> _What is required_: Copy out the listing below so that each line matches exactly.

> _Input data_:
[Start of Attachment]
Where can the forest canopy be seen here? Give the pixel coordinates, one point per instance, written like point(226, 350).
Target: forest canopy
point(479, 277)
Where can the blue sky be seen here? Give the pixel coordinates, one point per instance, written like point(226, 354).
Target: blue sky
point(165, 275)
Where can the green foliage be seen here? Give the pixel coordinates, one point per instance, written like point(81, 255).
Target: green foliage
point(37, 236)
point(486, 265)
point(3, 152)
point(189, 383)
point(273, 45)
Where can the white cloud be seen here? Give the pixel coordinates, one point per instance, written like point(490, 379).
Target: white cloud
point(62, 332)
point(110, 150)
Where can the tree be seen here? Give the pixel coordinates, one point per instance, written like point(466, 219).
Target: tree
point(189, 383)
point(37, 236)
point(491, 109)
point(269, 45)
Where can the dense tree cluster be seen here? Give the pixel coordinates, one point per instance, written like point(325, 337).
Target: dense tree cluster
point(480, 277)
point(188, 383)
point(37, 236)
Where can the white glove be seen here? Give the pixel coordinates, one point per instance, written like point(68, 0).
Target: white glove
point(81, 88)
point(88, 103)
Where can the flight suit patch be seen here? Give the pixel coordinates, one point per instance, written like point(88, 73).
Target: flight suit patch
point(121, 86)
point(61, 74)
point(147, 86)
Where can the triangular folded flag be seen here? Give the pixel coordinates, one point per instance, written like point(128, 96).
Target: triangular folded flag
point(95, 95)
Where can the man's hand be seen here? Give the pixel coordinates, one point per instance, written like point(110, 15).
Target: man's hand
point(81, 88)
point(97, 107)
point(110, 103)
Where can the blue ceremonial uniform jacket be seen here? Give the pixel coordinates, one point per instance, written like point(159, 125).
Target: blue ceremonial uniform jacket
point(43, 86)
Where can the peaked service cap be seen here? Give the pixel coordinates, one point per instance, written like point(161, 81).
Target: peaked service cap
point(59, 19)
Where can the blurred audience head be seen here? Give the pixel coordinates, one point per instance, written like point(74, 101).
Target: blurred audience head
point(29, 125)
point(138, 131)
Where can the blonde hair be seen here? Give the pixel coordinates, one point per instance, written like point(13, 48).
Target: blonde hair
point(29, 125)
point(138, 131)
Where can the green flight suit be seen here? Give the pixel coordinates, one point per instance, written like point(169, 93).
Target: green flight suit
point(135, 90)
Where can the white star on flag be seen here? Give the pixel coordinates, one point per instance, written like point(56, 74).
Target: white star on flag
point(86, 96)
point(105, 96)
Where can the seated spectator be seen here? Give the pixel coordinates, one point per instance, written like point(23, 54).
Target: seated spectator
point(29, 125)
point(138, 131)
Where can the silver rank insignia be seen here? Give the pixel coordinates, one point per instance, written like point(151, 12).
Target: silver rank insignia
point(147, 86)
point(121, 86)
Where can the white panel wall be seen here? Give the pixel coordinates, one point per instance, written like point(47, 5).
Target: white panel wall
[End of Attachment]
> _Output of the task_:
Where can the forest canopy be seen here? Give the pixel coordinates, one point per instance, written like point(226, 350).
Target: forest canopy
point(479, 277)
Where can the blue sky be seen here? Give the pixel coordinates, one point per instance, written like point(226, 354).
Target: blue sky
point(165, 275)
Where can the green foliage be seen here? Give the pixel coordinates, one point per instance, written like point(81, 255).
Target: green foliage
point(37, 236)
point(486, 265)
point(3, 152)
point(189, 383)
point(273, 45)
Where can the white cloud be seen here? Give the pixel coordinates, one point per instance, written like point(490, 379).
Target: white cloud
point(62, 332)
point(110, 150)
Where can the tree be seen here? Give the pixel coordinates, one point per instance, written like point(466, 219).
Target: tree
point(189, 383)
point(37, 236)
point(491, 109)
point(269, 45)
Where can the dense tree cluster be seen here? Give the pixel coordinates, one point per instance, written like point(325, 337).
Target: dense tree cluster
point(480, 277)
point(188, 383)
point(37, 236)
Where can the white glove be seen here? Give the pixel coordinates, one point per instance, written like point(68, 0).
Target: white glove
point(81, 88)
point(88, 103)
Where can the flight suit patch be seen here? Give the pixel coordinates, one point per instance, written like point(88, 73).
Target: flight suit patch
point(121, 86)
point(61, 74)
point(147, 86)
Where can the triangular folded flag be seen here? Give the pixel coordinates, one point per instance, written like point(128, 96).
Target: triangular folded flag
point(95, 95)
Where can the man's hand be seen here? Give the pixel coordinates, one point per instance, written like point(110, 15).
Target: man's hand
point(81, 88)
point(97, 107)
point(110, 103)
Where can the blue ceremonial uniform jacket be seen here? Give the pixel coordinates, one point per instance, written like point(159, 125).
Target: blue ceremonial uniform jacket
point(43, 86)
Where can the peaked service cap be seen here? Give the pixel coordinates, one point per instance, written like point(161, 81).
Target: peaked service cap
point(59, 19)
Where can the blurred audience head be seen here? Give the pixel coordinates, one point per instance, written like point(74, 101).
Target: blurred audience head
point(29, 125)
point(138, 131)
Where can the blonde hair be seen here? Give the pixel coordinates, one point per instance, written like point(13, 48).
Target: blonde hair
point(29, 125)
point(138, 131)
Where can the green flight suit be seen here? Give the pixel coordinates, one point per instance, written like point(169, 93).
Target: green flight suit
point(135, 90)
Where can the white star on flag be seen here? Give the pixel coordinates, one point per instance, written like point(56, 74).
Target: white star on flag
point(86, 96)
point(105, 96)
Where can the seated spectator be seen here? Give the pixel coordinates, one point per instance, written like point(23, 54).
Target: seated spectator
point(29, 125)
point(138, 131)
Where can the silver rank insignia be seen here? Give the pixel coordinates, one point per instance, written like point(151, 12).
Target: silver rank insignia
point(147, 86)
point(121, 86)
Where can the white panel wall be seen here? Give the pixel coordinates, one point per instance, written like point(47, 5).
Target: white panel wall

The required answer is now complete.